**DOCUMENT SECTION:**
## Begin

Lisa Mangum has loved and worked with books ever since elementary school, when she volunteered at the school library during recess. Her first paying job was shelving books at the Sandy Library. She worked for five years at Waldenbooks while she attended the University of Utah, graduating with honors with a degree in English. An avid reader of all genres, she has worked in the publishing department for Deseret Book since 1997.
Besides books, Lisa loves movies, sunsets, spending time with her family, trips to Disneyland, and vanilla ice cream topped with fresh raspberries. She lives in Taylorsville, Utah, with her husband, Tracy. She is the author of The Hourglass Door (which was named the 2009 YA Book of the Year by ForeWord Reviews) and The Golden Spiral.
What is the best writing (or life) advice you have ever heard or wished you had followed? Why?
I’ve heard a lot of writing advice (and given out my fair share, I suppose), but there have been a few bits of wisdom that I have either taken to heart—or wished I had. Probably the best advice that I have followed was this: “It’s okay to write your story out of order.” I had always tried to write my stories sequentially: chapter 1, paragraph 1, word 1. But there would always come a point where I didn’t exactly know what should happen next, and instead of skipping the trouble spot and moving on, I’d stop. Completely. And it seemed like I never went back and picked up those stories to finish them. Giving myself permission to skip around in a story and write the scene I was feeling at the moment was liberating. I wrote—and finished—The Hourglass Door that way. When I was all done writing the scenes I needed for the book, I stitched them together with some transitions and to my surprise, I had 400 pages written.

## End

**WHAT YOU WILL DO:**
Answer from the author profile above:
(a) What was Lisa Mangum's first paying job?
(b) Since what year has she worked in the publishing department for Deseret Book?
(c) How many pages did she have after stitching together the scenes of The Hourglass Door?

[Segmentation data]

## Begin

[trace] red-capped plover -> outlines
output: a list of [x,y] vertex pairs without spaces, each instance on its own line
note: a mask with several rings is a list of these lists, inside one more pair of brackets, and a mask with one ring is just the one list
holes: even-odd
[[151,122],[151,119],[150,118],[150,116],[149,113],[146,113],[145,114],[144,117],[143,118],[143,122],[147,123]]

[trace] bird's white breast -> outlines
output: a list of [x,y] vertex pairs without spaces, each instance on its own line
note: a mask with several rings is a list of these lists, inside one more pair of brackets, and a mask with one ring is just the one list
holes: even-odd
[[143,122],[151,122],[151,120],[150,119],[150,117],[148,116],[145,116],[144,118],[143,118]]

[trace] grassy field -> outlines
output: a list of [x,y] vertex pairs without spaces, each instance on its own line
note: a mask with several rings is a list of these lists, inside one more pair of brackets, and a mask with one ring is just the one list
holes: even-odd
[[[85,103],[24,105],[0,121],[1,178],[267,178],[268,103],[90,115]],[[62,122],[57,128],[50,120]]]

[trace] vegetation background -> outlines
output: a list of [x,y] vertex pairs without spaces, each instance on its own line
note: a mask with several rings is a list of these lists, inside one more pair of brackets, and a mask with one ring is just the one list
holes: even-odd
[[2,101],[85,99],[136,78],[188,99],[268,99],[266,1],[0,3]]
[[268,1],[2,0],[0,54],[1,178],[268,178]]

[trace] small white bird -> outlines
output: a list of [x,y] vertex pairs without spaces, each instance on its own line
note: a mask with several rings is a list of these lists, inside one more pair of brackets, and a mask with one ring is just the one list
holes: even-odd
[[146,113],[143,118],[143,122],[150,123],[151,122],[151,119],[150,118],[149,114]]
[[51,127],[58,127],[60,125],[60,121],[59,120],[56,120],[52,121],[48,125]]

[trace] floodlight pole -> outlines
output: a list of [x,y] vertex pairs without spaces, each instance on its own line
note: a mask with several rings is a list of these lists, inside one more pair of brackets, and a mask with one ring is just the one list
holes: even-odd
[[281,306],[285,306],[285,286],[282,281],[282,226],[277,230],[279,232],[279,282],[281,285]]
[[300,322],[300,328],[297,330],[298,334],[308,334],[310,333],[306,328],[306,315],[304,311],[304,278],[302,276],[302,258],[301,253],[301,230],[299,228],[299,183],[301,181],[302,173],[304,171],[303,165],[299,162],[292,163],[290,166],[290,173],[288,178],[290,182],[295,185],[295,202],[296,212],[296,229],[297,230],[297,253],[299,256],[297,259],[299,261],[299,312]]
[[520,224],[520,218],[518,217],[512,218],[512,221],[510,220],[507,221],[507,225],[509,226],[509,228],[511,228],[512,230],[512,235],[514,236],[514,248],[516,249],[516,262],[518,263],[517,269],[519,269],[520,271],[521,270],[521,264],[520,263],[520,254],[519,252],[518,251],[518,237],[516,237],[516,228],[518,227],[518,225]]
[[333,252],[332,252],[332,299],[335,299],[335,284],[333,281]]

## End

**EXERCISE RESPONSE:**
(a) Shelving books at the Sandy Library
(b) 1997
(c) 400